Format every line of the material below as a JSON list of strings, one string per line, with blank lines dropped. Leave the pictures out of the list.
— Begin Stored data —
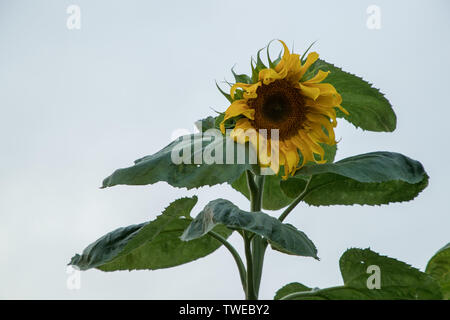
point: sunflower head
(285, 116)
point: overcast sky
(77, 104)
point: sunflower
(302, 110)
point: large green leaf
(439, 268)
(273, 197)
(372, 178)
(282, 236)
(397, 281)
(367, 106)
(192, 169)
(150, 245)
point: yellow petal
(319, 77)
(309, 92)
(325, 88)
(312, 57)
(268, 76)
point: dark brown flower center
(280, 106)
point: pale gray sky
(77, 104)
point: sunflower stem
(295, 202)
(255, 244)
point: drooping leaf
(439, 268)
(367, 106)
(150, 245)
(205, 124)
(289, 289)
(273, 196)
(359, 267)
(397, 279)
(191, 161)
(281, 235)
(373, 178)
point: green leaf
(398, 281)
(273, 196)
(439, 268)
(220, 211)
(190, 169)
(289, 289)
(367, 106)
(205, 124)
(150, 245)
(226, 95)
(373, 178)
(257, 68)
— End Stored data —
▸ **Expected answer**
[
  "point: sunflower head",
  "(285, 116)",
  "point: overcast sky",
  "(77, 104)",
  "point: sunflower",
  "(302, 110)",
  "point: large green leaf",
  "(439, 268)",
  "(273, 197)",
  "(372, 178)",
  "(282, 236)",
  "(397, 281)",
  "(367, 106)",
  "(192, 169)",
  "(150, 245)",
  "point: yellow petal",
  "(319, 77)",
  "(309, 92)",
  "(325, 88)",
  "(312, 57)",
  "(268, 76)",
  "point: dark brown flower center",
  "(280, 106)",
  "point: pale gray sky",
  "(77, 104)",
  "point: sunflower stem",
  "(295, 202)",
  "(255, 244)",
  "point: drooping leaf",
  "(439, 268)",
  "(367, 106)",
  "(150, 245)",
  "(205, 124)",
  "(289, 289)",
  "(273, 196)",
  "(359, 267)",
  "(397, 279)",
  "(191, 161)",
  "(281, 235)",
  "(373, 178)",
  "point: green leaf",
  "(398, 281)",
  "(273, 196)",
  "(439, 268)",
  "(220, 211)",
  "(190, 169)",
  "(289, 289)",
  "(367, 106)",
  "(205, 124)",
  "(150, 245)",
  "(226, 95)",
  "(373, 178)",
  "(257, 68)"
]